Among the entries, which lines carry the string "upright"? Copy each of them.
• • • • • • •
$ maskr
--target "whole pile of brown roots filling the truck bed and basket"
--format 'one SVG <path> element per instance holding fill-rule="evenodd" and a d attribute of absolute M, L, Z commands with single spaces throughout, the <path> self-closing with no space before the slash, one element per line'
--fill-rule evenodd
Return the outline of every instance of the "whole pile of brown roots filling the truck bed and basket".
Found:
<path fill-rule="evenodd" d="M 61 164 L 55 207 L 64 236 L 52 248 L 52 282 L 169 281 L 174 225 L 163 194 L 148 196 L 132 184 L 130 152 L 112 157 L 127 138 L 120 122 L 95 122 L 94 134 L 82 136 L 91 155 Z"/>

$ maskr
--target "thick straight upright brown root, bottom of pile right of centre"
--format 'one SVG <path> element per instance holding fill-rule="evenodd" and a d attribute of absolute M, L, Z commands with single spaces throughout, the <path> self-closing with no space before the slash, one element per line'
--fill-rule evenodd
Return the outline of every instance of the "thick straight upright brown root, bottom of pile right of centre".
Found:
• • • • • • •
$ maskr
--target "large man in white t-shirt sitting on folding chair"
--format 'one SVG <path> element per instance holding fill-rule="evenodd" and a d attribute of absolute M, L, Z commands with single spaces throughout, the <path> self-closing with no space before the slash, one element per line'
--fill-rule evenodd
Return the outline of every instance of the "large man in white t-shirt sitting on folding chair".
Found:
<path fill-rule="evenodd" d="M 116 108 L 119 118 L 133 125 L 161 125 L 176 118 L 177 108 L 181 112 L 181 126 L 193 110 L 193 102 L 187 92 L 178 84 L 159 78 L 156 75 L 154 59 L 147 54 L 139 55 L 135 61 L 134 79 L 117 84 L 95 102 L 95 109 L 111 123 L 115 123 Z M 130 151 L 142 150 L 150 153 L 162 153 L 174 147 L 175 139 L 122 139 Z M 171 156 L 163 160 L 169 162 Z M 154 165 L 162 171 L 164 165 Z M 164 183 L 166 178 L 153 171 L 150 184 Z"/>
• • • • • • •
→ **RESPONSE**
--target "thick straight upright brown root, bottom of pile right of centre"
Return the outline of every instance of the "thick straight upright brown root, bottom of pile right of centre".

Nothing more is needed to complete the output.